Write out the listing below in full and exactly, leaving out every picture.

_____

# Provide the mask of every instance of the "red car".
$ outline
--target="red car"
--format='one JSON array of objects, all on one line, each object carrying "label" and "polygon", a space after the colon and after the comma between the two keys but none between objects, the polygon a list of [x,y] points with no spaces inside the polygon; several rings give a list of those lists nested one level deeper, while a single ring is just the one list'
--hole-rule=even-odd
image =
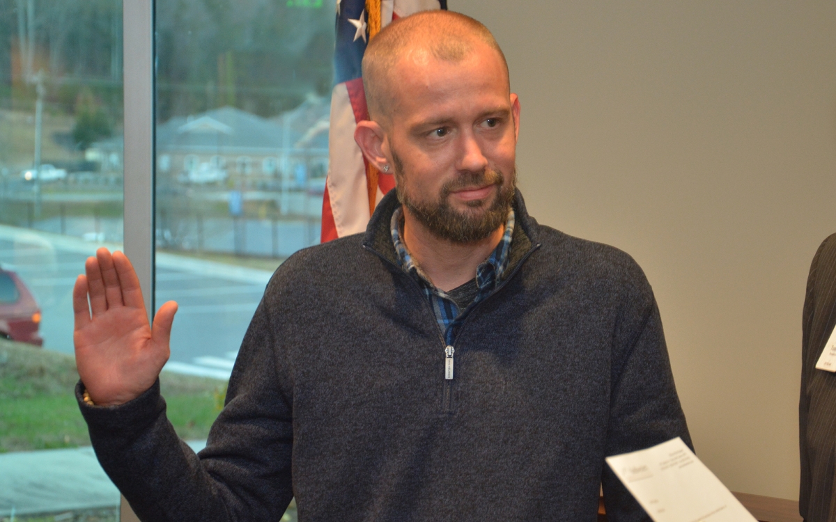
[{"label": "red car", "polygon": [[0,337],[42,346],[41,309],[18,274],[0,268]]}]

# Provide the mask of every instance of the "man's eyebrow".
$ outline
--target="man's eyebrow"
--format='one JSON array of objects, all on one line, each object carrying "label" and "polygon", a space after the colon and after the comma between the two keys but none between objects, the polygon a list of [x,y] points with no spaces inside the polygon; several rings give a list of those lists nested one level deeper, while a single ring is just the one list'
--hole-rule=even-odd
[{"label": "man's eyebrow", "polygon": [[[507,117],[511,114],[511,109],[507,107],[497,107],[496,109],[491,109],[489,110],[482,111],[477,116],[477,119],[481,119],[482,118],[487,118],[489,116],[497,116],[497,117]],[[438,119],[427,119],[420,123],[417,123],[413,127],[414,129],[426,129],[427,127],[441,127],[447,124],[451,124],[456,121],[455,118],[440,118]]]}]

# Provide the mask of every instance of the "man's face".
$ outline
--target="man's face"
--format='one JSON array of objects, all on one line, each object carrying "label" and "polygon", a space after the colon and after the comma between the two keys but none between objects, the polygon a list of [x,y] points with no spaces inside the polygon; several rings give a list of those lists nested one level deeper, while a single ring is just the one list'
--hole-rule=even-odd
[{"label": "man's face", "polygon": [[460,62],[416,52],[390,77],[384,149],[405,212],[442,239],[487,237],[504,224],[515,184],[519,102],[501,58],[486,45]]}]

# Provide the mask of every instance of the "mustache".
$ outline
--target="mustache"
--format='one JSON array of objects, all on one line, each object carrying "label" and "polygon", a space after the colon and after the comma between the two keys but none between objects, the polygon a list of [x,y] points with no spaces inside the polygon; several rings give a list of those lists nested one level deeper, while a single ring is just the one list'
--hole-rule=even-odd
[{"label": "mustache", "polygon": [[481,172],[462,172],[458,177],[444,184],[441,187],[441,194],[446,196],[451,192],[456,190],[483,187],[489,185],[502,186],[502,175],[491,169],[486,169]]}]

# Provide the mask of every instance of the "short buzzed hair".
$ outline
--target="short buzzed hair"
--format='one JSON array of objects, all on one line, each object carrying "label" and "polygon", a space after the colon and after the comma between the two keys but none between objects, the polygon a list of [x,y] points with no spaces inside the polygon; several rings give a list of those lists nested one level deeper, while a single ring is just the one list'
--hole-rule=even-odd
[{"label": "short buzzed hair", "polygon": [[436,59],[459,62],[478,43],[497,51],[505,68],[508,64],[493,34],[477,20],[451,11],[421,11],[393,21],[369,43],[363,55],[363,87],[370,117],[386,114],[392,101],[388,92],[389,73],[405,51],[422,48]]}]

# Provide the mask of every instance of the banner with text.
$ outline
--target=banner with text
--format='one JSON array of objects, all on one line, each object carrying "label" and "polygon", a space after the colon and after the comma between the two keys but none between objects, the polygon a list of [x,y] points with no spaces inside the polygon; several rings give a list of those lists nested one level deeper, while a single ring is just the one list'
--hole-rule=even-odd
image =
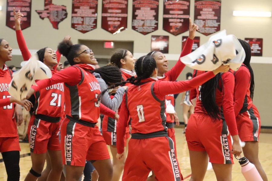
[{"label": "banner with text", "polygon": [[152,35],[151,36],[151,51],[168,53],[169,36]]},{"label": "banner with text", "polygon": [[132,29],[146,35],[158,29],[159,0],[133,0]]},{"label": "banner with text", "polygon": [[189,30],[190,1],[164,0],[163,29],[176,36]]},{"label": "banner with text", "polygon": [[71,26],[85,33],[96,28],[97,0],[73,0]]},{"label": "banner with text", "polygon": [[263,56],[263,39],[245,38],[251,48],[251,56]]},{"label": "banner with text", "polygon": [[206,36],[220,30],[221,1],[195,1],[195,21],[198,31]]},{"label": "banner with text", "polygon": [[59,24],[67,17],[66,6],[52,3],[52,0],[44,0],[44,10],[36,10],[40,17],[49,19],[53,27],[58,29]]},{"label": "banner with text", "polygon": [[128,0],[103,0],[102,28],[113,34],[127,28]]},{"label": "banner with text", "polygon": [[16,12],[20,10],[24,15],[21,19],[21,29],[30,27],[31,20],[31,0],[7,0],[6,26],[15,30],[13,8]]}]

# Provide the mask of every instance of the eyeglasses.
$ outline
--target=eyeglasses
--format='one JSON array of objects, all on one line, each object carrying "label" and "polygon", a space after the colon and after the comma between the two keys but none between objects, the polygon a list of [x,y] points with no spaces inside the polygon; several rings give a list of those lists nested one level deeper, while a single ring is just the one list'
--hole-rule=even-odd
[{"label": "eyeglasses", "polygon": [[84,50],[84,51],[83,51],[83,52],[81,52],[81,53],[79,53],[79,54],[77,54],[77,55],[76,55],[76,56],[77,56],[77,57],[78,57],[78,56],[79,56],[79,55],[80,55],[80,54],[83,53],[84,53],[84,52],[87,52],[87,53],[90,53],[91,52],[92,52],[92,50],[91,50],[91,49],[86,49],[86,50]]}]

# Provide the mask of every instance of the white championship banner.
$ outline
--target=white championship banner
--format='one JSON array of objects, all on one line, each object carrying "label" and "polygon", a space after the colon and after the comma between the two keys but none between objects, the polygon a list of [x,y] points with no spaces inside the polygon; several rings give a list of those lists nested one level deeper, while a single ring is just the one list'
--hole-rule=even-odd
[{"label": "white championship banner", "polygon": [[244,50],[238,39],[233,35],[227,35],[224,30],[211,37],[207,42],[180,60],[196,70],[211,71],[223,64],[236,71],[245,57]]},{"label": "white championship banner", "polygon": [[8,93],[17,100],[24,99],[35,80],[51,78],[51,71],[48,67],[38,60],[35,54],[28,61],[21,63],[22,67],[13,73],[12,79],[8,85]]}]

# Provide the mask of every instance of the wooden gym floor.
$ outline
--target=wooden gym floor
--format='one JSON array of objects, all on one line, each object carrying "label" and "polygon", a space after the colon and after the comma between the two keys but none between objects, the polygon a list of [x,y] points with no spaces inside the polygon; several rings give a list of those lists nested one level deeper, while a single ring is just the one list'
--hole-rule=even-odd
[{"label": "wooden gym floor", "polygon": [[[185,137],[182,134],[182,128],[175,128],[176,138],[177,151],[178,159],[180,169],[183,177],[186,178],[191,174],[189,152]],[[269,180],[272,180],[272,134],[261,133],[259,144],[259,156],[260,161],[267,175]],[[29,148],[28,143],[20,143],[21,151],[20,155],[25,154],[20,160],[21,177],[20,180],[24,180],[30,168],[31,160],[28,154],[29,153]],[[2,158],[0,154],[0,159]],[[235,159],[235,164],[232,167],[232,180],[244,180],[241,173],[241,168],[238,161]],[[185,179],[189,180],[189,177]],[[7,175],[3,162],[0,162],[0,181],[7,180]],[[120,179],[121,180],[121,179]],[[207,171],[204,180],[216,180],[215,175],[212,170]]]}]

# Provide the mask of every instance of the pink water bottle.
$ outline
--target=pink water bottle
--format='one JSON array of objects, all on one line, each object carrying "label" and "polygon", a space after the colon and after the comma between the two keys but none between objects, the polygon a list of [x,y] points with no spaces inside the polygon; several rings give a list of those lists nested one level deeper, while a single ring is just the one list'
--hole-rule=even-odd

_____

Expected output
# Provide the mask of every instance of the "red car".
$ outline
--target="red car"
--format='one JSON array of objects, all on one line, each object carrying "label" and "polygon", a space after the colon and after the comma between the two keys but none between objects, the polygon a list of [x,y] points with no spaces inside the polygon; several rings give a list of those lists nested one level deeper, while a single ring is just the one list'
--hole-rule=even-odd
image =
[{"label": "red car", "polygon": [[0,337],[42,346],[41,309],[18,274],[0,268]]}]

# Provide the mask of every instance of the "man's eyebrow".
$ outline
--target="man's eyebrow"
--format='one JSON array of objects, all on one line, each object carrying "label" and "polygon", a space after the colon and after the comma between the two keys but none between objects, the polygon a list of [x,y] points with no spaces inside the polygon; several rings give a list of those lists nested one level deeper, while a single ring is just the one list'
--hole-rule=even-odd
[{"label": "man's eyebrow", "polygon": [[[507,117],[511,114],[511,109],[507,107],[497,107],[496,109],[491,109],[489,110],[482,111],[477,116],[477,119],[481,119],[482,118],[487,118],[489,116],[497,116],[497,117]],[[438,119],[427,119],[420,123],[417,123],[413,127],[414,129],[426,129],[427,127],[441,127],[447,124],[451,124],[456,121],[455,118],[440,118]]]}]

# Provide the mask of every instance of the "man's face".
$ outline
--target="man's face"
--format='one JSON array of objects, all on one line, each object carrying "label" and "polygon", a space after the colon and after the comma between the two keys but none between objects, the polygon a list of [x,y] points with no spaces inside the polygon; several rings give a list of those lists nested one level deeper, while a single ring is just the one list'
--hole-rule=even-odd
[{"label": "man's face", "polygon": [[460,62],[416,52],[390,77],[384,149],[405,212],[442,239],[487,237],[504,224],[515,184],[519,102],[501,58],[486,45]]}]

# Provide the mask of every instance of the "mustache".
$ outline
--target="mustache"
--format='one JSON array of objects, all on one line, each object carrying "label" and "polygon", a space after the colon and after the comma between the two keys but none between objects, the polygon a list of [x,y] points with no spaces inside the polygon; several rings give a list of those lists nested one level deeper, while a single ring is just the one list'
--hole-rule=even-odd
[{"label": "mustache", "polygon": [[481,172],[462,172],[458,177],[444,184],[441,187],[441,194],[446,196],[451,192],[456,190],[483,187],[489,185],[502,186],[502,175],[491,169],[486,169]]}]

# Provide the mask of every instance of the "short buzzed hair".
$ outline
--target="short buzzed hair"
--format='one JSON array of objects, all on one line, each object carrying "label" and "polygon", a space after the colon and after the comma between the two keys but none between objects, the polygon a list of [x,y] points with no spaces inside the polygon; several rings give a list of those lists nested one level deeper, while a single ring is just the one list'
--hole-rule=even-odd
[{"label": "short buzzed hair", "polygon": [[436,59],[459,62],[478,43],[497,51],[505,68],[508,64],[493,34],[477,20],[451,11],[421,11],[393,21],[369,43],[363,55],[363,87],[370,117],[386,114],[392,101],[388,92],[389,73],[405,51],[422,48]]}]

# Provide the mask of every instance of the banner with text.
$ outline
--target=banner with text
--format='one JSON array of objects, all on one line, each object carrying "label" and "polygon", a space after the colon and after the comma between the two keys but none between objects, the polygon a list of [x,y] points with no spaces inside the polygon; several rings give a list of those lists nested one level deeper, while a single ring is just the one list'
--hole-rule=even-odd
image =
[{"label": "banner with text", "polygon": [[152,35],[151,36],[151,51],[168,53],[169,36]]},{"label": "banner with text", "polygon": [[132,29],[146,35],[158,29],[159,0],[133,0]]},{"label": "banner with text", "polygon": [[189,30],[190,1],[164,0],[163,29],[176,36]]},{"label": "banner with text", "polygon": [[71,26],[85,33],[96,28],[97,0],[73,0]]},{"label": "banner with text", "polygon": [[263,56],[263,39],[245,38],[251,48],[251,56]]},{"label": "banner with text", "polygon": [[206,36],[220,30],[221,1],[195,1],[195,21],[198,31]]},{"label": "banner with text", "polygon": [[59,24],[67,17],[66,6],[52,3],[52,0],[44,0],[44,10],[36,10],[40,17],[49,19],[53,27],[58,29]]},{"label": "banner with text", "polygon": [[128,0],[103,0],[102,28],[113,34],[127,28]]},{"label": "banner with text", "polygon": [[16,12],[20,10],[24,15],[21,19],[21,29],[30,27],[31,20],[31,0],[7,0],[6,26],[15,30],[13,8]]}]

# Provide the mask of every instance of the eyeglasses.
$ outline
--target=eyeglasses
--format='one JSON array of objects, all on one line, each object carrying "label" and "polygon", a space after the colon and after the comma between the two keys but none between objects, the polygon a list of [x,y] points with no spaces inside the polygon; several rings give a list of those lists nested one level deeper, while a single ring is just the one list'
--hole-rule=even-odd
[{"label": "eyeglasses", "polygon": [[84,50],[84,51],[83,51],[83,52],[81,52],[81,53],[79,53],[79,54],[77,54],[77,55],[76,55],[76,56],[77,56],[77,57],[78,57],[78,56],[79,56],[79,55],[80,55],[80,54],[83,53],[84,53],[84,52],[87,52],[87,53],[90,53],[91,52],[92,52],[92,50],[91,50],[91,49],[86,49],[86,50]]}]

# Provide the mask of every instance of the white championship banner.
$ outline
--target=white championship banner
--format='one JSON array of objects, all on one line, each object carrying "label" and "polygon", a space after the colon and after the comma between the two keys but none between objects, the polygon a list of [x,y] points with no spaces inside the polygon; several rings give a list of those lists nested one level deeper, while a single ring is just the one list'
--hole-rule=even-odd
[{"label": "white championship banner", "polygon": [[244,50],[238,39],[233,35],[227,35],[224,30],[211,37],[207,42],[180,60],[196,70],[211,71],[223,64],[236,71],[245,57]]},{"label": "white championship banner", "polygon": [[8,93],[17,100],[24,99],[35,80],[51,78],[51,71],[48,67],[38,60],[35,54],[28,61],[21,63],[22,67],[13,73],[12,79],[8,85]]}]

# Provide the mask of every instance of the wooden gym floor.
$ outline
--target=wooden gym floor
--format='one JSON array of objects, all on one line, each object carrying "label" and "polygon", a space after the colon and after the comma between the two keys but none between objects, the polygon a list of [x,y] points with no spaces inside the polygon; several rings give a list of those lists nested one level deeper, while a single ring is just the one list'
--hole-rule=even-odd
[{"label": "wooden gym floor", "polygon": [[[185,137],[182,134],[182,128],[175,128],[176,138],[177,151],[178,159],[180,169],[183,177],[186,178],[191,174],[189,152]],[[269,180],[272,180],[272,134],[261,133],[259,144],[259,156],[260,161],[267,175]],[[29,148],[28,143],[20,143],[21,151],[20,155],[25,154],[20,160],[21,177],[20,180],[24,180],[30,168],[31,160],[28,154],[29,153]],[[2,158],[0,154],[0,159]],[[235,159],[235,164],[232,167],[232,180],[244,180],[241,173],[241,168],[238,161]],[[185,179],[189,180],[189,177]],[[7,175],[3,162],[0,162],[0,181],[7,180]],[[120,179],[121,180],[121,179]],[[207,171],[204,180],[216,180],[215,175],[212,170]]]}]

# Provide the mask of every instance of the pink water bottle.
$ outline
--target=pink water bottle
--format='one JSON array of objects, all on one line, each object carrying "label" and "polygon", a space after the colon and after the comma between the two keys but none between objects, the polygon a list of [x,y] points with no spaces inside the polygon; several rings give a list of those lists nested one level deeper, while a single ring is just the one list'
--hole-rule=even-odd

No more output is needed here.